> Text block:
#####

The 2002 club swiped bases like they were criminal masterminds planning a big heist, using more team speed than anyone can remember to put pressure on an opponent’s defense. Take just a shade of extra time or maybe just the slightest bobble and Martin Oil had a baserunner. Infield hits accumulated and extra base hits hit rained on the opposition, not just because of the power, errors piled up for opponents, all because of the speed to burn up and down the Martin Oil lineup.
Five times during the regular season, the Martin Oil baserunners stole 10 bases in a single game and 14 times, they averaged a stolen base an inning. In many of the other games, Martin Oil jumped out to big leads and manager Ed Davis reigned in the horses early or there would have been much higher totals.
The streak continued at the beginning of the current season, reaching 14 in 2002 and a grand total of 45 straight wins over two years before being stopped 9-7 by Park Furniture with several regular starters away for various reasons. The wins kept on coming, with just two more bumps in the road for Martin Oil, who finished the 2002 regular season with a first place mark of 19-3 and the top seed for the Kelley playoffs for the second straight year.
Another quick trip through the playoffs with seven straight wins netted Martin Oil their second league title in as many tries. Reaping trophies for league and playoff championships, Martin Oil also added a MVP trophy for Adam Plummer, the third straight year a Martin Oil player had won the award, following back-to-back wins by Dave Miller, and a Co-Pitcher of the Year Award for Plummer, who shared that award with Altoona First pitcher Eric Bridenbaugh, as well.
Plummer was joined on the Kelley Federation All-Star Team by Troy Beaver, Jordan Taylor and Nate Carlson
Martin Oil’s two straight championships mark the 13th time a team has won back-to-back titles, with the most recent being Park Furniture in 1997 and 1998. Tyrone Legion won league championships in 1992 and 1993 and also made the championship finals in 1994 and 1995. Bellwood finished in second place in 1984 and 1988 in their only two previous trips to the finals.
Three major holdovers did much toward leading by example in 2002. Troy Beaver, Jordan Taylor and Adam Plummer were three aces manager Davis could always draw to when the team needed a clutch pitching performance, defensive effort or clutch basehit.
Beaver, brought into the infield this season to solidify the shortstop position led the team in hitting (.486), walks (23), doubles (10), on-base percentage (.622) and runs scored (41) and was second in stolen bases (23), hit two triples and despite hitting leadoff all year had 27 RBIs. On a hot streak going into the playoffs, Beaver hit .833 (10-for-12) in his last four regular season games.
Taylor led the club in hits (39) and stolen bases (27), was second to Beaver in walks (19) and runs (39), hit five doubles, four triples and one home run and drove in 26 RBIs. Taylor was the only Martin Oil batter to hit safely in all seven playoff games.

#####

> Data provided:
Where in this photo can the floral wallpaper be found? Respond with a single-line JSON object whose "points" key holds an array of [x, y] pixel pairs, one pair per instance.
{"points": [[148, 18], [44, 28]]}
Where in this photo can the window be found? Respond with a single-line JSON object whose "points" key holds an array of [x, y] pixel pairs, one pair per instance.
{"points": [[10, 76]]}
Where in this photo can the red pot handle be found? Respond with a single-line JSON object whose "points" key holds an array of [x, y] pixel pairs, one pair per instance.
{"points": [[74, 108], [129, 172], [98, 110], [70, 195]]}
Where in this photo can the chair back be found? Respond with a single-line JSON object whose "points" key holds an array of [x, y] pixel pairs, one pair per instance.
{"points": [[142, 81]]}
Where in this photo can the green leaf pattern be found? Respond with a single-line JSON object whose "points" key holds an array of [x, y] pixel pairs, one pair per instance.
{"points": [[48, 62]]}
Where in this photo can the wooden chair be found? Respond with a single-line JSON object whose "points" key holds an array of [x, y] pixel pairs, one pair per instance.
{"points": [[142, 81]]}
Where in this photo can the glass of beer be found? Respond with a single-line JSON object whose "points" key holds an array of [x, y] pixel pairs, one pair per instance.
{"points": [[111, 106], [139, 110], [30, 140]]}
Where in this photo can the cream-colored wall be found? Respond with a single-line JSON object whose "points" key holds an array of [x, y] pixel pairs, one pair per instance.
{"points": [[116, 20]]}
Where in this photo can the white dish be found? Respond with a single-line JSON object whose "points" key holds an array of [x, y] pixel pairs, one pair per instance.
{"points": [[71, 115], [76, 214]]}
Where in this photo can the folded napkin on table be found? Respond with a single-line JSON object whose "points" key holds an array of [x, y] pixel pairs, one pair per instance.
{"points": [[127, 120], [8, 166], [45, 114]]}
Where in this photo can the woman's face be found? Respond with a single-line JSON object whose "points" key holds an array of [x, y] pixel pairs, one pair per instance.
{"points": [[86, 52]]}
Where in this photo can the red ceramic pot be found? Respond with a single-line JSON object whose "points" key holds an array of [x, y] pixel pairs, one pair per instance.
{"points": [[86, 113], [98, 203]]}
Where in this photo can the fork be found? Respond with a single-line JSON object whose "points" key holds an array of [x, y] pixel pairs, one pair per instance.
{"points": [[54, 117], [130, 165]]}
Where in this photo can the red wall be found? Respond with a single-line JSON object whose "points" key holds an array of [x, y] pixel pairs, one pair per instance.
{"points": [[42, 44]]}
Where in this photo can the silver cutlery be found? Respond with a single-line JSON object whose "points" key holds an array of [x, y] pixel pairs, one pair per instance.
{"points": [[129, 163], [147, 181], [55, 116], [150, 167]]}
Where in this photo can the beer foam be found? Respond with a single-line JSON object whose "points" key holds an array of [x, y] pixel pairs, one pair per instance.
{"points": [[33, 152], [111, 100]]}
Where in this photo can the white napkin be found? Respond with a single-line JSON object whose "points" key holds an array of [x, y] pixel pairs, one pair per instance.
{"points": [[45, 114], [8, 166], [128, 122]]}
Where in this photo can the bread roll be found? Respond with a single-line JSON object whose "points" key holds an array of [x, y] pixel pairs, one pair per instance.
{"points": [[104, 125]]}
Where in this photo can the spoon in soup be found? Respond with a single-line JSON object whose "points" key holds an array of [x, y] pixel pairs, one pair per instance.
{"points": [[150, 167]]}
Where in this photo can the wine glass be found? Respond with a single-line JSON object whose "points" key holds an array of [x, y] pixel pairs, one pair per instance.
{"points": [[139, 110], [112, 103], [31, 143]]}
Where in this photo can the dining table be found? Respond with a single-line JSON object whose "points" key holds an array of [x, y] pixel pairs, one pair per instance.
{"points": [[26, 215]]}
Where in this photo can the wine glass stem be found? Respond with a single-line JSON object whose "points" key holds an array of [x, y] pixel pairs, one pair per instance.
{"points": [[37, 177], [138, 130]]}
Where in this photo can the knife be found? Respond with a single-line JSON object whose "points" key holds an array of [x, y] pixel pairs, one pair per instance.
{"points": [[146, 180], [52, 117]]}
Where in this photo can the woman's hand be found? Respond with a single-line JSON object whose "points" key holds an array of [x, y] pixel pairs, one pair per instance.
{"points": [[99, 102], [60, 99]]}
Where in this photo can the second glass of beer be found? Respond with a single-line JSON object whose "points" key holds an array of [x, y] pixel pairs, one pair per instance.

#####

> Instruction 1: Reproduce the Martin Oil season account between "Beaver, brought into" and "seven playoff games.", inclusive.
> Instruction 2: Write the next part of the Martin Oil season account, picking up after its last sentence.
The listing is separate material, apart from the account of Martin Oil's 2002 baseball season.

> Right answer 1:
Beaver, brought into the infield this season to solidify the shortstop position led the team in hitting (.486), walks (23), doubles (10), on-base percentage (.622) and runs scored (41) and was second in stolen bases (23), hit two triples and despite hitting leadoff all year had 27 RBIs. On a hot streak going into the playoffs, Beaver hit .833 (10-for-12) in his last four regular season games.
Taylor led the club in hits (39) and stolen bases (27), was second to Beaver in walks (19) and runs (39), hit five doubles, four triples and one home run and drove in 26 RBIs. Taylor was the only Martin Oil batter to hit safely in all seven playoff games.

> Right answer 2:
“Troy and Jordan were our two 18-year olds this year that were starters,” said Martin Oil manager Ed Davis. “As I like to say, Troy was our vocal leader and Jordan was our silent leader. Both made tremendous contributions to our season, both offensively and defensively. By just their shear presence on the field, they picked up a lot of our younger kids during the course of the season. Statistics-wise, they both had tremendous years, but their real importance was the unsung things, that the average fan doesn’t see behind the scenes, every practice and every day before the game. The way they talked and led by example showed the real value of my two leaders, who will be very much missed next season after doing so much so well for the past two years.”
Plummer batted .422 with a .515 on-base percentage, scored 26 runs, walked 14 times, hit two doubles, three triples and had a team-best 10 homeruns and 49 RBIs.
On the mound, Adam compiled a 4-1 mark with one save, appearing in nine ballgames. Plummer allowed 36 hits, while striking out 43 and walking 25 in 44 and 2/3 innings. The league hit .226 against him and Plummer’s ERA was 2.19.
“I always expect a lot from Adam,” said Davis, “because we know what talent he has and what a force he can be. He was our cleanup hitter all year, leading the team in home runs and RBIs. Obviously Adam was one of our top contributors.”
Nate Carlson was for at least part of the year, Martin Oil’s top hitter and pitcher before ending up with the best win-lost mark going 7-1 with a 1.88 ERA, while opposing batters hit just .187 against him. Nate also had a save. Carlson allowed 28 hits and had 47 strikeouts and just 10 walks in 41 innings and 10 appearances on the mound.
Offensively, Carlson batted .439, after being on a hot streak early in the year when he practically carried the team with a .737 batting average through the first seven games,. During that same time, Nate was 2-0 with a save and a 0.00 ERA on the mound with 18 strikeouts and two walks.
Carlson had a .526 on-base percentage with 11 walks, eight stolen bases, four doubles, two homers and 23 RBIs.
“For the first two/thirds or three/fourths of the season Nate was just absolutely crushing the ball,” said Davis. “And he pitched some big, big ballgames for us as well. In the final round of the playoffs, he came in and relieved in two of the three games and in each case shut down the opposition.”
Zach Stere rounded out the three starters who Davis used for much of the year, although manager Davis also brought Dan Houser, (3-0) Derrick Miller (2-0), Ryan Myers (2-0) and Ryan Rhoades (2-0) into the rotation at times as well and all performed well.
Stere led the squad in appearances with 14 and tied Carlson for the lead in strikeouts with 47, while walking 19 and allowing 49 hits in 45 innings. The league batted .256 against Zach and he had an ERA of 4.36 and a record of 6-1 with one save.
At bat, Stere hit .443 with an on-base percentage of .537, 20 runs, 16 walks, six doubles, a team-high six triples and 33 RBIs.
Dan Houser batted .392 with a .444 on-base percentage, 27 runs, 11 stolen bases, five doubles, two triples, one home run and 20 RBIs. Houser, a regular on the 2001 team as a 16-year old, got off to a slow start, hitting just .176 over the first seven games of 2002, but rebounded to bat .448 (26-for-58) over his final 16 games to raise his final average 216 points. Danny was used sparingly on the mound, but the left-handed thrower notched two big wins in the playoffs, including clinching the championship in Game three of the final series.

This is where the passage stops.